* Required task *
In the text on clustered and non-clustered indexes, transcribe word for word the part that begins at the words "The Secondary Index" and stops after the words "on Post (Title)".

--- start Source text ---

The Clustered Index is the default table structure in SQL Server and MySQL. While MySQL adds a hidden clusters index even if a table doesn't have a Primary Key, SQL Server always builds a Clustered Index if a table has a Primary Key column. Otherwise, the SQL Server is stored as a Heap Table.
The Clustered Index can speed up queries that filter records by the clustered index key, like the usual CRUD statements. Since the records are located in the Leaf Nodes, there's no additional lookup for extra column values when locating records by their Primary Key values.
For example, when executing the following SQL query on SQL Server:
SELECT PostId, Title
FROM Post
WHERE PostId = ?
You can see that the Execution Plan uses a Clustered Index Seek operation to locate the Leaf Node containing the Post record, and there are only two logical reads required to scan the Clustered Index nodes:
|StmtText |
|-------------------------------------------------------------------------------------|
|SELECT PostId, Title FROM Post WHERE PostId = #P0 |
| |--Clustered Index Seek(OBJECT:([high_performance_sql].[dbo].[Post].[PK_Post_Id]), |
| SEEK:([high_performance_sql].[dbo].[Post].[PostID]=[#P0]) ORDERED FORWARD) |
Table 'Post'. Scan count 0, logical reads 2, physical reads 0
Non-Clustered Index
Since the Clustered Index is usually built using the Primary Key column values, if you want to speed up queries that use some other column, then you'll have to add a Secondary Non-Clustered Index.
The Secondary Index is going to store the Primary Key value in its Leaf Nodes, as illustrated by the following diagram:
So, if we create a Secondary Index on the Title column of the Post table:
CREATE INDEX IDX_Post_Title on Post (Title)
And we execute the following SQL query:
SELECT PostId, Title
FROM Post
WHERE Title = ?

--- end Source text ---
--- start Stored data ---

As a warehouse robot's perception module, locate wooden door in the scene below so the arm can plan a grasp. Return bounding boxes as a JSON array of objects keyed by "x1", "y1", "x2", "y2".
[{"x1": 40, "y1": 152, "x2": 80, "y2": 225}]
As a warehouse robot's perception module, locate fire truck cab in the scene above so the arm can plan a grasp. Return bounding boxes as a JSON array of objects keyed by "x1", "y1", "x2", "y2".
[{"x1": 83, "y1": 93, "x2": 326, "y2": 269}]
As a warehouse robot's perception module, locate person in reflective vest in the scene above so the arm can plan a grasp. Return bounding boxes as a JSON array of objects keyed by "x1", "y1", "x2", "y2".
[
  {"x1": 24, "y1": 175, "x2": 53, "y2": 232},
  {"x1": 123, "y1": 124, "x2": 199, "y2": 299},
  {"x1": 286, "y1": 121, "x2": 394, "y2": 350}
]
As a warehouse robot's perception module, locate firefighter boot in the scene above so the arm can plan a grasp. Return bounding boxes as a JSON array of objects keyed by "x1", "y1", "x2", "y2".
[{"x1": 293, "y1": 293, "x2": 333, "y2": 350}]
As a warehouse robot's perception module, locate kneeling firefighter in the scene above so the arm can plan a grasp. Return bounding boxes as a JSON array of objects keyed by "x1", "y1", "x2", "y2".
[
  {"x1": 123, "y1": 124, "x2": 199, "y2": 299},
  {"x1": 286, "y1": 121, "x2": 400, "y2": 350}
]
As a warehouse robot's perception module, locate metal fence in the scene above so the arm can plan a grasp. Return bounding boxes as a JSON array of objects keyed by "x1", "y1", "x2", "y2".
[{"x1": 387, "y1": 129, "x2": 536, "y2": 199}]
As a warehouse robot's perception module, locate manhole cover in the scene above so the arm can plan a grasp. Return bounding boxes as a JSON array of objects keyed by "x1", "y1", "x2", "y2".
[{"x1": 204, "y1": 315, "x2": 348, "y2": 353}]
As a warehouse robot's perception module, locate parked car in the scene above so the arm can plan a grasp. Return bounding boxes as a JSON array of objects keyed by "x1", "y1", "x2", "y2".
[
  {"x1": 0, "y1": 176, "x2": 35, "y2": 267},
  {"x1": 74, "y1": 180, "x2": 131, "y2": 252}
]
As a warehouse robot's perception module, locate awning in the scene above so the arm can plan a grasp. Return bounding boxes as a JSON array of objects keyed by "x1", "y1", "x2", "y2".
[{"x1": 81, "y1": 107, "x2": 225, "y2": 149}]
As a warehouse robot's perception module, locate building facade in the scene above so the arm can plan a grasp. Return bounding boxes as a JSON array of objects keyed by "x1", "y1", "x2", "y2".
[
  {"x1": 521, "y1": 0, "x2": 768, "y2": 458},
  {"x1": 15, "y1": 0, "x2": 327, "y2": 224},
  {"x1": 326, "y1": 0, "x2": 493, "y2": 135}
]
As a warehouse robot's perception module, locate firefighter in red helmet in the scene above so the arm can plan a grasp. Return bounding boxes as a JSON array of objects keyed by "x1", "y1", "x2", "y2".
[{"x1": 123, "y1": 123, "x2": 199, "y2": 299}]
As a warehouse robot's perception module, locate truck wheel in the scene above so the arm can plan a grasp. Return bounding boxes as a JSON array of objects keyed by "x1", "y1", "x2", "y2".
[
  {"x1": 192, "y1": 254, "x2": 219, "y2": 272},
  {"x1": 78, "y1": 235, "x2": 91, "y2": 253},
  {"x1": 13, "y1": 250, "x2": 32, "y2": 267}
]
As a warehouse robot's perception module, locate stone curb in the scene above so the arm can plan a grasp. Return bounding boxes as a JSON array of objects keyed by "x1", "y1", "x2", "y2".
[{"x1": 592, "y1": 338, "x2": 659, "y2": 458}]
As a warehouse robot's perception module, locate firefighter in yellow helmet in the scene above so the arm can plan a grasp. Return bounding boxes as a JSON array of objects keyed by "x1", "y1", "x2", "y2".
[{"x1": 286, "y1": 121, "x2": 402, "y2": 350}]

--- end Stored data ---

* Answer for this exercise *
The Secondary Index is going to store the Primary Key value in its Leaf Nodes, as illustrated by the following diagram:
So, if we create a Secondary Index on the Title column of the Post table:
CREATE INDEX IDX_Post_Title on Post (Title)